WORK REQUIRED: Return all the entries. Match them word for word.

DATA FOR PROCESSING:
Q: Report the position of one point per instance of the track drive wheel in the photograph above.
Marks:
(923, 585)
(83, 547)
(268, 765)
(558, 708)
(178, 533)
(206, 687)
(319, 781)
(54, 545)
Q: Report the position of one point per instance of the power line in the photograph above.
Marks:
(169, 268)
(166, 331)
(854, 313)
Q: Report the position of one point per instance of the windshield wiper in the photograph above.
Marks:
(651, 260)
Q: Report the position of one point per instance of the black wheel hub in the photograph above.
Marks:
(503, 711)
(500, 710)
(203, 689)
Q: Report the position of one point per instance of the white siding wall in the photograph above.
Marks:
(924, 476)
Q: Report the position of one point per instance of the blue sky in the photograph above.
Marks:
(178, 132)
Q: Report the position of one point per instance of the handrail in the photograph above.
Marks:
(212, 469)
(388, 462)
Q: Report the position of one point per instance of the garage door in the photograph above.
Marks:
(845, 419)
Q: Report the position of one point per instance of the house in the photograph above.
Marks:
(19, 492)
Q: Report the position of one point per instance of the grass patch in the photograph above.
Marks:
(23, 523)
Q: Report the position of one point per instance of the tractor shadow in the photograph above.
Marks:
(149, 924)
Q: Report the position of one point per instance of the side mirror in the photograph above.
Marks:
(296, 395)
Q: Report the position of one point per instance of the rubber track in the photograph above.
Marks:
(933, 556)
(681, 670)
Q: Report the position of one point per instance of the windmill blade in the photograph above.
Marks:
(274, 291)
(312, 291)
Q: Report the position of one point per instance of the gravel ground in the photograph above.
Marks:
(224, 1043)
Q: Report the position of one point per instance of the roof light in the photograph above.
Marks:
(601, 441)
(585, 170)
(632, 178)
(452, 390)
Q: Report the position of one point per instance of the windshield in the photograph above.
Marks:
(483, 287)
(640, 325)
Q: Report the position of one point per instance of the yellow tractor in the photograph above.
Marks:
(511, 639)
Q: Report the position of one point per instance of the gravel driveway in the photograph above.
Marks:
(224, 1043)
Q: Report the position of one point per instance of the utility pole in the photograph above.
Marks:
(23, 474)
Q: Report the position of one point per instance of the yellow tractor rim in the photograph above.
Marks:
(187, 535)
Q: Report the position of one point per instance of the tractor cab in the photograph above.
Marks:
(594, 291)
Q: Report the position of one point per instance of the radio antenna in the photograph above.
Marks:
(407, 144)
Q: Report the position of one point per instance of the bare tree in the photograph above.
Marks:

TASK OUTPUT:
Q: Report the position of one point per instance of the track drive wheel in the photograph above.
Marks:
(923, 585)
(83, 547)
(268, 765)
(558, 708)
(178, 533)
(206, 687)
(319, 781)
(54, 545)
Q: Report the position of one point per instance of the power line in the photograph above.
Marks:
(169, 268)
(166, 331)
(854, 313)
Q: Report the position of one point per instance of the windshield wiper in the photograph above.
Marks:
(651, 260)
Q: Report the position of one point per instance of the black wheel hub in the photograph above.
Marks:
(503, 711)
(500, 710)
(203, 689)
Q: Report the position of one point per instance of the white siding wall in the photograph above.
Marks:
(924, 476)
Q: Report the position of one point per instance of the blue sky in the photograph above.
Marks:
(178, 132)
Q: Report the position of one point per instance of the handrail in the photograph above.
Marks:
(212, 469)
(388, 462)
Q: Report the position of one point per instance of the garage door in the photograph above.
Marks:
(845, 419)
Q: Report the position of one point per instance of the house in the photograph above.
Marks:
(19, 492)
Q: Report the position of one point per instance of the grass patch in the photograph above.
Marks:
(23, 523)
Q: Report the position of one point per instance of the tractor shadow in the photograph above.
Marks:
(149, 924)
Q: Report the position of one point per instance of the side mirror in the photograph above.
Marks:
(296, 395)
Q: Report the position of one point per instance of the rubber track in the photograph above.
Marks:
(933, 556)
(681, 670)
Q: Report the position of one point per instance of the windmill blade in the photograph above.
Marks:
(274, 291)
(312, 291)
Q: Report the position of one point per instance of the gravel ground in the photograph above.
Marks:
(224, 1043)
Q: Report the position of one point per instance of the roof light in the photograph above.
Marks:
(601, 441)
(585, 170)
(632, 178)
(452, 390)
Q: Report the position of one point per instance of the windshield in the photograph above.
Marks:
(483, 287)
(640, 325)
Q: Report the position of one point per instance of the yellow tractor in the photograph above.
Marks:
(511, 639)
Q: Report the position of one point per instance of the gravel driveway in the photograph above.
Marks:
(224, 1043)
Q: Report the position of one point per instance of the utility pole in the photograph above.
Marks:
(23, 474)
Q: Report the position of one point per instance of the yellow tractor rim in the photograph above.
Marks:
(187, 535)
Q: Report the position of one point per instance of the tractor cab in the photograph above.
Marks:
(594, 291)
Q: Report the position of one point per instance of the radio antenna in the photograph above.
Marks:
(407, 144)
Q: Report the position of one point per instance of the bare tree in the photograph above.
Marks:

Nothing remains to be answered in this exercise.